Problem details -
Reproduce every entry in the listing without alteration.

** start of Records for the task **

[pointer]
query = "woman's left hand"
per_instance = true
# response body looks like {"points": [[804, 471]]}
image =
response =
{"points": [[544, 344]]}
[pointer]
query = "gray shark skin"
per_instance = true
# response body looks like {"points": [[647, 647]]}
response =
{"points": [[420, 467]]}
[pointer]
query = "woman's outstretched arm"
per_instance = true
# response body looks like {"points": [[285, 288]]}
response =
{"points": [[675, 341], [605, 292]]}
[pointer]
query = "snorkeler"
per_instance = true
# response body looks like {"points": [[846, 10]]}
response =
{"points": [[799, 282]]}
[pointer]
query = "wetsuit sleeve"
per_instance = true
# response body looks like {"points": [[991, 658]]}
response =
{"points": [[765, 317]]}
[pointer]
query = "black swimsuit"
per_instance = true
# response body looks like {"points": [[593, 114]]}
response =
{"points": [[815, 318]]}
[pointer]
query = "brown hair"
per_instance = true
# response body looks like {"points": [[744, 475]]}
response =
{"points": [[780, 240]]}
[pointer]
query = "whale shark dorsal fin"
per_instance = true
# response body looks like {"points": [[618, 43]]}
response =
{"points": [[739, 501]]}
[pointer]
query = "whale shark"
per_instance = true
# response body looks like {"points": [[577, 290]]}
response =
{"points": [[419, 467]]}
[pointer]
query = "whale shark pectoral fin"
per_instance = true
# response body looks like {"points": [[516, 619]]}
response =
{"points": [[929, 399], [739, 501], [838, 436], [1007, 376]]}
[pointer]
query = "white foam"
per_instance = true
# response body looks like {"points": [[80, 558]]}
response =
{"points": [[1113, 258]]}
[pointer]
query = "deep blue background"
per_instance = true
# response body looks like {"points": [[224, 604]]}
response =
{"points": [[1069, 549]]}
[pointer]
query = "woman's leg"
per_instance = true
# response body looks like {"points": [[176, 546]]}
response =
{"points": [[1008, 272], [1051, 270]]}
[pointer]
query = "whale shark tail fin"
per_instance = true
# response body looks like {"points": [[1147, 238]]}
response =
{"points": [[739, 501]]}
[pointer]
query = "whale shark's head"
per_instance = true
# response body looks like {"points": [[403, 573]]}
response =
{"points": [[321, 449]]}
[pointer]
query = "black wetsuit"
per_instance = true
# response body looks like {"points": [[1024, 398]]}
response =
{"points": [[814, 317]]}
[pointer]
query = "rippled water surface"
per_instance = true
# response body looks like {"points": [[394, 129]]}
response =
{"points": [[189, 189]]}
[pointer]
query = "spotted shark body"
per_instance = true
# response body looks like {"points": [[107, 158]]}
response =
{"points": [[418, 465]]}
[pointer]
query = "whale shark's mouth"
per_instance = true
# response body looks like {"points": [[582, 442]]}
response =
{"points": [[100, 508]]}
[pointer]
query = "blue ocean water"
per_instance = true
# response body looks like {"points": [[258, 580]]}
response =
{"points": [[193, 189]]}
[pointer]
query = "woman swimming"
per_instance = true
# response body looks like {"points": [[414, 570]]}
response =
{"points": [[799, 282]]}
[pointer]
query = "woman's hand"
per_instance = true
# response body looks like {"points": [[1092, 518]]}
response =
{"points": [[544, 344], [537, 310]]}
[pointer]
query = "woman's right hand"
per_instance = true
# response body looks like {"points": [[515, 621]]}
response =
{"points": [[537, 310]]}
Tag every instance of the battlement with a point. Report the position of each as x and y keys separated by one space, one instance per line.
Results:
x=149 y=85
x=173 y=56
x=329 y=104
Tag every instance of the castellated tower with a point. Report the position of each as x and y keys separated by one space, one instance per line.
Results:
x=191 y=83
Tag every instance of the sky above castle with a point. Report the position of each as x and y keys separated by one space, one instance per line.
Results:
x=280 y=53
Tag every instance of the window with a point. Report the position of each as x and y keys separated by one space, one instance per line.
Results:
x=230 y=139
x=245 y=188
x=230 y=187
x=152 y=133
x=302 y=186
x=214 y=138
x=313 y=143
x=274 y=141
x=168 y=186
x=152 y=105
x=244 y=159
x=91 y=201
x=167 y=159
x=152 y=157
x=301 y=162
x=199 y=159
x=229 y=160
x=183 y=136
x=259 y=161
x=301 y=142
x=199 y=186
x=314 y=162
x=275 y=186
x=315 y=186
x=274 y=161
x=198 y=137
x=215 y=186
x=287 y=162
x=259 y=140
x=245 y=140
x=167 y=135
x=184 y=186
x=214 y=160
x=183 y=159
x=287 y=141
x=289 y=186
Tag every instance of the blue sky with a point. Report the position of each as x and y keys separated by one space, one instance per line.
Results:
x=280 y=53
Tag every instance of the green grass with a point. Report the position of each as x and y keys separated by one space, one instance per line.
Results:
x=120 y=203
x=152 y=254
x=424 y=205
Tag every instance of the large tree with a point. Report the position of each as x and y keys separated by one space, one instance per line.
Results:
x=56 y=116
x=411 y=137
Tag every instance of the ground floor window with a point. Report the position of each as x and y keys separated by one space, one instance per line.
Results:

** end of Records for the task **

Result -
[pointer]
query = "woman's left hand"
per_instance = true
# response body looks like {"points": [[804, 471]]}
image =
response =
{"points": [[544, 344]]}
[pointer]
query = "gray shark skin"
per_instance = true
# response body looks like {"points": [[647, 647]]}
response =
{"points": [[420, 467]]}
[pointer]
query = "woman's outstretched arm"
per_instance = true
# response body looks like {"points": [[285, 288]]}
response =
{"points": [[675, 341], [605, 292]]}
[pointer]
query = "snorkeler"
per_instance = true
# response body looks like {"points": [[846, 10]]}
response =
{"points": [[799, 282]]}
[pointer]
query = "wetsuit sleeve"
per_instance = true
# response body looks like {"points": [[991, 658]]}
response =
{"points": [[765, 317]]}
[pointer]
query = "black swimsuit"
per_instance = true
# response body looks like {"points": [[593, 114]]}
response =
{"points": [[815, 318]]}
[pointer]
query = "brown hair"
per_instance = true
# response body looks like {"points": [[744, 475]]}
response =
{"points": [[780, 240]]}
[pointer]
query = "whale shark dorsal fin"
per_instance = true
# response body looks like {"points": [[618, 43]]}
response =
{"points": [[739, 501]]}
[pointer]
query = "whale shark"
per_instance = true
# response body looks like {"points": [[577, 290]]}
response =
{"points": [[419, 467]]}
[pointer]
query = "whale shark pectoral fin"
per_instance = true
# response body looks like {"points": [[516, 619]]}
response =
{"points": [[929, 399], [739, 501], [838, 436], [1007, 376]]}
[pointer]
query = "white foam"
per_instance = true
# response body looks like {"points": [[80, 558]]}
response =
{"points": [[1113, 258]]}
[pointer]
query = "deep blue background"
per_instance = true
# response body looks like {"points": [[224, 604]]}
response =
{"points": [[1069, 549]]}
[pointer]
query = "woman's leg"
per_instance = true
# response body looks like {"points": [[176, 546]]}
response =
{"points": [[1008, 272], [1051, 270]]}
[pointer]
query = "whale shark tail fin"
per_instance = true
# response body looks like {"points": [[1147, 238]]}
response =
{"points": [[739, 501]]}
[pointer]
query = "whale shark's head"
per_instance = true
# response body looks like {"points": [[403, 573]]}
response =
{"points": [[321, 449]]}
[pointer]
query = "black wetsuit"
per_instance = true
# response body looks like {"points": [[1024, 398]]}
response =
{"points": [[814, 317]]}
[pointer]
query = "rippled water surface"
per_instance = true
# response body looks like {"points": [[394, 129]]}
response =
{"points": [[189, 189]]}
[pointer]
query = "spotted shark body"
per_instance = true
# response body looks like {"points": [[107, 158]]}
response =
{"points": [[418, 465]]}
[pointer]
query = "whale shark's mouth"
per_instance = true
# response body looks like {"points": [[582, 442]]}
response =
{"points": [[100, 508]]}
[pointer]
query = "blue ocean water"
per_instance = true
# response body looks like {"points": [[258, 580]]}
response =
{"points": [[193, 189]]}
[pointer]
query = "woman swimming"
per_instance = true
# response body looks like {"points": [[414, 570]]}
response =
{"points": [[799, 282]]}
[pointer]
query = "woman's hand"
per_instance = true
# response body looks like {"points": [[1092, 518]]}
response =
{"points": [[544, 344], [537, 310]]}
[pointer]
query = "woman's right hand"
per_instance = true
# response body looks like {"points": [[515, 621]]}
response =
{"points": [[537, 310]]}
Tag every instance of the battlement with a point. Report the position of each as x and y keys separated by one space, one instance per line.
Results:
x=149 y=85
x=173 y=56
x=329 y=104
Tag every instance of the castellated tower with a point. Report the position of each as x and y keys separated by one space, one instance per line.
Results:
x=191 y=83
Tag every instance of the sky above castle with a point. Report the position of each as x and y keys separated by one space, one instance per line.
Results:
x=280 y=53
Tag every instance of the window with a point. Report the position of each as x and y keys separated by one space, one instance per line.
Results:
x=230 y=139
x=245 y=188
x=230 y=187
x=152 y=133
x=302 y=186
x=214 y=138
x=313 y=143
x=274 y=141
x=168 y=186
x=152 y=105
x=244 y=159
x=91 y=201
x=167 y=159
x=152 y=157
x=301 y=162
x=199 y=159
x=229 y=160
x=183 y=136
x=259 y=161
x=301 y=142
x=199 y=186
x=314 y=162
x=275 y=186
x=315 y=186
x=274 y=161
x=198 y=137
x=215 y=186
x=287 y=162
x=259 y=140
x=245 y=140
x=167 y=135
x=184 y=186
x=214 y=160
x=183 y=159
x=287 y=141
x=289 y=186
Tag every instance of the blue sky with a point. Report the position of each as x and y keys separated by one space, one instance per line.
Results:
x=280 y=53
Tag every instance of the green grass with a point. Report the position of each as x and y keys separated by one space, one instance per line.
Results:
x=120 y=203
x=152 y=254
x=424 y=205
Tag every instance of the large tree with a point. Report the position of each as x and y keys separated by one space, one instance per line.
Results:
x=56 y=116
x=411 y=137
Tag every instance of the ground floor window with a point. Report the position of each as x and y keys separated by one space, one instance per line.
Results:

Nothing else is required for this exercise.